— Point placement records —
★ ★ ★
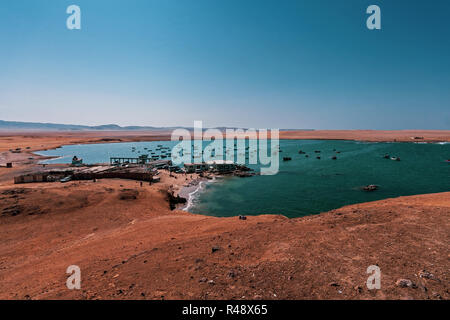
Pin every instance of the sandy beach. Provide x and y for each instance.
(130, 245)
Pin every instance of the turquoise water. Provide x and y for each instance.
(306, 185)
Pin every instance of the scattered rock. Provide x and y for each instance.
(370, 187)
(334, 284)
(128, 194)
(427, 275)
(405, 283)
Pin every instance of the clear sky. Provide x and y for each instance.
(249, 63)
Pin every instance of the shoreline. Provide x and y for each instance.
(40, 141)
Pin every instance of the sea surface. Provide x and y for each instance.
(304, 185)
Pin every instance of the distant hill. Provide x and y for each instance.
(17, 126)
(39, 126)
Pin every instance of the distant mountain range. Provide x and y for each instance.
(39, 126)
(17, 126)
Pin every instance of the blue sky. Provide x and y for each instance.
(250, 63)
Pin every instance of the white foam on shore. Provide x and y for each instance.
(193, 195)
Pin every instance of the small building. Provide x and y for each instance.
(76, 161)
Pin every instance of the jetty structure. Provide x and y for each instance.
(87, 173)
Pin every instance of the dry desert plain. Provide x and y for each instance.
(130, 245)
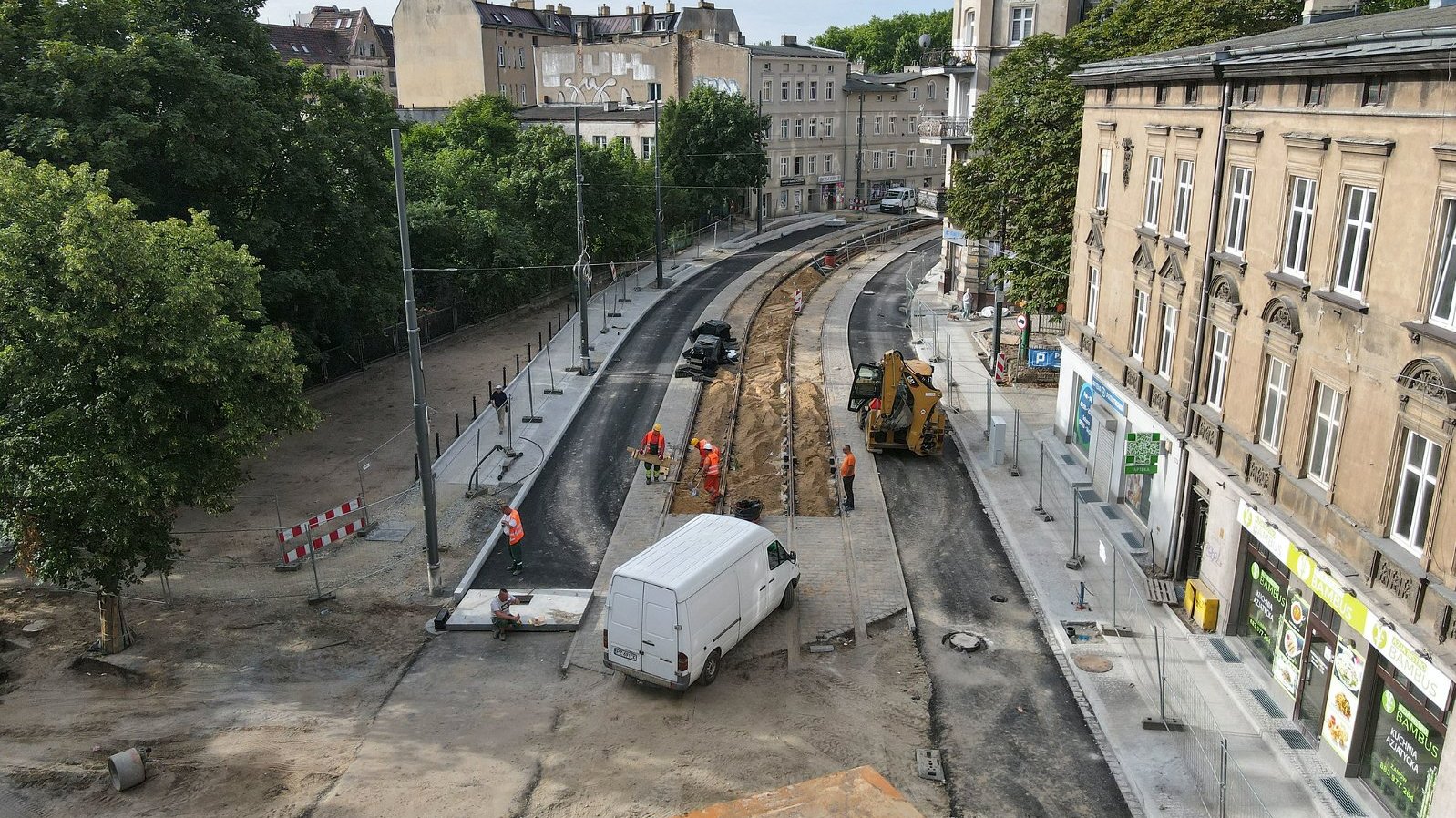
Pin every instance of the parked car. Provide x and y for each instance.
(686, 600)
(897, 199)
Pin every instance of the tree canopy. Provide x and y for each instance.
(887, 46)
(136, 376)
(1027, 128)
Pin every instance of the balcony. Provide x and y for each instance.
(944, 130)
(952, 60)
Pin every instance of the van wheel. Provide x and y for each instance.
(711, 669)
(788, 598)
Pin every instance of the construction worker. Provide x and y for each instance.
(514, 532)
(711, 474)
(654, 443)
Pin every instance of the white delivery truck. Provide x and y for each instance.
(679, 606)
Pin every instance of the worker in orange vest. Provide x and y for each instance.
(514, 532)
(654, 443)
(711, 475)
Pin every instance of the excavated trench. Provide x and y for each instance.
(754, 441)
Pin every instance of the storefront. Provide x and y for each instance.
(1372, 699)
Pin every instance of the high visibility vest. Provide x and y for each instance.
(513, 526)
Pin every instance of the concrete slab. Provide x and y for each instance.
(548, 608)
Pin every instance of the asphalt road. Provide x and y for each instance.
(572, 508)
(1012, 737)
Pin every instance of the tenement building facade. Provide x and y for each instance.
(1264, 272)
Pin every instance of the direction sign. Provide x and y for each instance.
(1141, 455)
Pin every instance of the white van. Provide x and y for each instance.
(897, 199)
(679, 606)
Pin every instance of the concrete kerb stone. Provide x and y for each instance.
(548, 447)
(644, 517)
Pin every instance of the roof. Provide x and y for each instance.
(1416, 38)
(795, 51)
(589, 114)
(686, 559)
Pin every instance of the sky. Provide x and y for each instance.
(760, 19)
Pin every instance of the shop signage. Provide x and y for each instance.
(1405, 657)
(1142, 452)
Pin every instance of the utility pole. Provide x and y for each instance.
(657, 184)
(582, 262)
(859, 148)
(416, 376)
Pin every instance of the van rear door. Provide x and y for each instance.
(659, 632)
(625, 622)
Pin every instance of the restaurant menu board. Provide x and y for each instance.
(1344, 696)
(1404, 759)
(1292, 644)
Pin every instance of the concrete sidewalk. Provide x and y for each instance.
(1209, 687)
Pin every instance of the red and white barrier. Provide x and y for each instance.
(299, 552)
(284, 535)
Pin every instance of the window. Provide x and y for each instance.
(1276, 402)
(1324, 434)
(1020, 24)
(1443, 291)
(1373, 92)
(1104, 175)
(1152, 197)
(1354, 242)
(1141, 325)
(1416, 489)
(1241, 194)
(1299, 226)
(1183, 199)
(1168, 343)
(1217, 367)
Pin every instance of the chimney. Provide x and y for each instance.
(1321, 10)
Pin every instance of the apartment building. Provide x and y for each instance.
(981, 34)
(884, 148)
(452, 50)
(801, 94)
(1264, 272)
(345, 41)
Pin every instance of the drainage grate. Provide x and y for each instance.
(1225, 651)
(1295, 738)
(928, 764)
(1267, 701)
(1343, 796)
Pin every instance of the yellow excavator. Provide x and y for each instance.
(901, 408)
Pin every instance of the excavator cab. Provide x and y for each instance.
(908, 412)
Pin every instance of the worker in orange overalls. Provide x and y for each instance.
(514, 532)
(654, 443)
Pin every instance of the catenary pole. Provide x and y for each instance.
(416, 376)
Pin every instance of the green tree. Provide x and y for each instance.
(713, 150)
(887, 46)
(136, 376)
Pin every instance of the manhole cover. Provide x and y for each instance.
(964, 640)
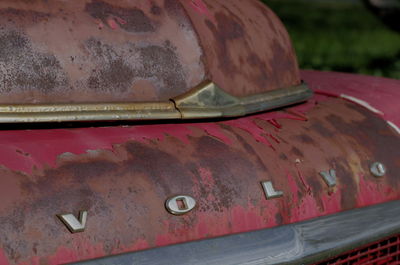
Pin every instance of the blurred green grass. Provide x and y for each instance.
(339, 36)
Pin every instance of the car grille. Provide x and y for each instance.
(385, 251)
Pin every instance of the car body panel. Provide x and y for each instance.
(122, 175)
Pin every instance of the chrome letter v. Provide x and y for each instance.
(74, 225)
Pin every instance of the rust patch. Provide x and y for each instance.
(227, 30)
(14, 16)
(26, 69)
(157, 62)
(129, 19)
(248, 51)
(372, 132)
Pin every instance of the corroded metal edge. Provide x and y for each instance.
(205, 101)
(302, 243)
(208, 100)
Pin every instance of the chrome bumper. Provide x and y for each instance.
(300, 243)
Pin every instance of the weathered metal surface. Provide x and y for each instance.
(122, 177)
(380, 95)
(113, 51)
(94, 51)
(247, 50)
(303, 243)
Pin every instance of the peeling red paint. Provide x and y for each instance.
(381, 93)
(132, 170)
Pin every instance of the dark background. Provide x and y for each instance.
(340, 35)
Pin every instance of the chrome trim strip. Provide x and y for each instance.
(300, 243)
(205, 101)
★ ★ ★
— YOUR GOAL —
Rewrite everything from the line containing "Pin every instance of the sky." down to and including the line containing "(1209, 687)", shifting each x and y coordinate in the answers by adding 85 and leaving all other text unchanged.

— CORRECT OUTPUT —
Pin every instance of the sky. Provide x and y for each instance.
(845, 104)
Pin every instance of the shop signage. Provide x and y for each instance.
(1490, 742)
(1227, 537)
Pin every instance of the utility pole. Provide x and y for each instance.
(742, 269)
(667, 347)
(944, 233)
(501, 461)
Pin every instance of the van rear door. Provide x and y for each instance.
(744, 717)
(710, 707)
Pin every instance of the restaurant menu board. Provide x and y for each instance.
(1429, 781)
(1489, 844)
(1377, 729)
Pin every instance of the concrete sidewalk. Provide x and y for each instance.
(1294, 772)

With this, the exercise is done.